--- PROVIDED INFORMATION Enclosed Below ---
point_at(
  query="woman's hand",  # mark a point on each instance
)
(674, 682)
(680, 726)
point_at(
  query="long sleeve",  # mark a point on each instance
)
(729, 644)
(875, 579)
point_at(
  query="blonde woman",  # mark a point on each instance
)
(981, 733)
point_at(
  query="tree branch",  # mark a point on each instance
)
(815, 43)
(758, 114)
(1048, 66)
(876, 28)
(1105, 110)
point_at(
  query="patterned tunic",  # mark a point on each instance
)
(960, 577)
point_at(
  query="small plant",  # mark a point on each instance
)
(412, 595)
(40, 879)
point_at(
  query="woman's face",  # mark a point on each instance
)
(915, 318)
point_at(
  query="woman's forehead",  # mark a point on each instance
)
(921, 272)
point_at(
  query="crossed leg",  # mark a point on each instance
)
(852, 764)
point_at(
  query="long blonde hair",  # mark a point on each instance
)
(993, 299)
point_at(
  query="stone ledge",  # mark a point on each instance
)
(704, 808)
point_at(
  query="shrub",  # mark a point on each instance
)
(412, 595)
--- End of Enclosed PROVIDED INFORMATION ---
Spot the lines above that mention "woman" and copy them.

  query="woman's hand",  # mark a point on each instance
  query="blonde woman",  # mark a point on each instance
  query="woman's face",  # mark a point on each instance
  query="woman's forehead",  # mark a point on each instance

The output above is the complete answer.